Segment Start: SELECTED EXCERPT

Canada's federal budget can be a wild success

In response to staggering levels of wildlife loss, conservation organizations and federal parliamentarians of all political stripes have asked the government of Canada to make nature a priority in the looming federal budget by allocating at least $1.4 billion for habitat protections.

Money is not enough

While spending on nature is a huge need, how any money is spent is as important as the amount of money in the budget, which Finance Minister Bill Morneau is preparing to unveil on Feb. 27.
If spent wisely, adequate new funding has the potential to be wildly successful for the most vulnerable habitats and species in Canada. In addition to helping reverse wildlife declines, a well-executed federal initiative can advance reconciliation by applying traditional knowledge and engaging Indigenous communities to identify important natural areas and manage them.
And Canadian wildlife can’t afford for the government to squander this opportunity.

Caribou calf (Rangifer tarandus) grazing at the mouth of the Firth River, Ivvavik National Park, Yukon, Canada. (c) Ken Madsen WWF

Already, 50 per cent of monitored wildlife species in Canada are in decline, according the WWF’s Living Planet Report Canada released in September. Another recent WWF study shows the world is on track to lose 67 per cent of wildlife populations by 2020 if the global decline isn’t turned around.

Segment End: SELECTED EXCERPT
Segment Start: PROVIDED DATA

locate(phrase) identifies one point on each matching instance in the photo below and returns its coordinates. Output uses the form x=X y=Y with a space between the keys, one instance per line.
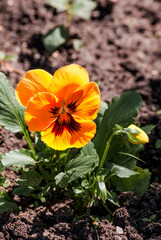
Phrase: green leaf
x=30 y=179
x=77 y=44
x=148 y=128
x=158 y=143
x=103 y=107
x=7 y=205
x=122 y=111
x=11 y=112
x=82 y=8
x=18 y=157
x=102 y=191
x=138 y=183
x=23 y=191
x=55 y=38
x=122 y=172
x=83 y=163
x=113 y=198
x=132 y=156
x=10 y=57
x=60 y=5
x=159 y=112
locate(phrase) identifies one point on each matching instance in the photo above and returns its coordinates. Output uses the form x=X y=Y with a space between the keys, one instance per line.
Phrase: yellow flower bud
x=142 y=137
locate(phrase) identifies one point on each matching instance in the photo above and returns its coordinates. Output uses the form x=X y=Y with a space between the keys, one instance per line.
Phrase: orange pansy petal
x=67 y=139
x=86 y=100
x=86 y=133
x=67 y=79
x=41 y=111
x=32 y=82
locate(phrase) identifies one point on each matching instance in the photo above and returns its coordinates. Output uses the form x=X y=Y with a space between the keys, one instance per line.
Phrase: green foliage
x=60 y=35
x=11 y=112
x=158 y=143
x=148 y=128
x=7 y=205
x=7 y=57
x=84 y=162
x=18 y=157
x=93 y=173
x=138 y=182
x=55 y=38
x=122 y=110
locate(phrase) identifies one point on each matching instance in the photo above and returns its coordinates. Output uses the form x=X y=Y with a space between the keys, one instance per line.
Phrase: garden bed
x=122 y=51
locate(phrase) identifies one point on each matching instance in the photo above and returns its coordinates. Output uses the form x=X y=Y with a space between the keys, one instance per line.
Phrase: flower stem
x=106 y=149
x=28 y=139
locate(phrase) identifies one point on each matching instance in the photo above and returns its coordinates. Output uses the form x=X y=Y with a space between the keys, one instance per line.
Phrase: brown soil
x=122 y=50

Segment End: PROVIDED DATA

▸ WHAT THIS EXERCISE ASKS
A) According to the article on Canada's federal budget, how much money did conservation organizations and parliamentarians ask the government to allocate for habitat protections?
B) Carry on writing the article on Canada's federal budget, starting after its final sentence.

▸ RESPONSES TO THE EXERCISE
A) At least $1.4 billion.

B)
Canada’s habitat protections still have a long way to go

One of the best ways to reverse wildlife loss is to protect areas that provide species with safe havens from the risks of development. Today, in the face of climate change, there are three key components to any effective protected area. The habitat must be:

  1. Critical for the well-being of wildlife.
  2. Large enough to support the entire ecosystem (rather than only the most critical habitats).
  3. Part of a larger network, providing land, freshwater or marine corridors that enable Canada’s native wildlife to shift in response to changing environments.


Recognizing the importance of habitat protection, Canada has committed to safeguarding at least 17 per cent of Canada’s land and inland waters and 10 per cent of marine and coastal areas by 2020 under the United Nations Convention on Biological Diversity. We still have a long way to go.
As of 2016, Canada has protected only 10.5 per cent of our terrestrial area. And while that may not sound too bad, there are many reasons to think these existing protections aren’t good enough. Most of those are either not big enough or not integrated enough to be effective. What’s more, current protected lands are more often chosen for their affordability, and not for the abundance and importance of the wildlife they support.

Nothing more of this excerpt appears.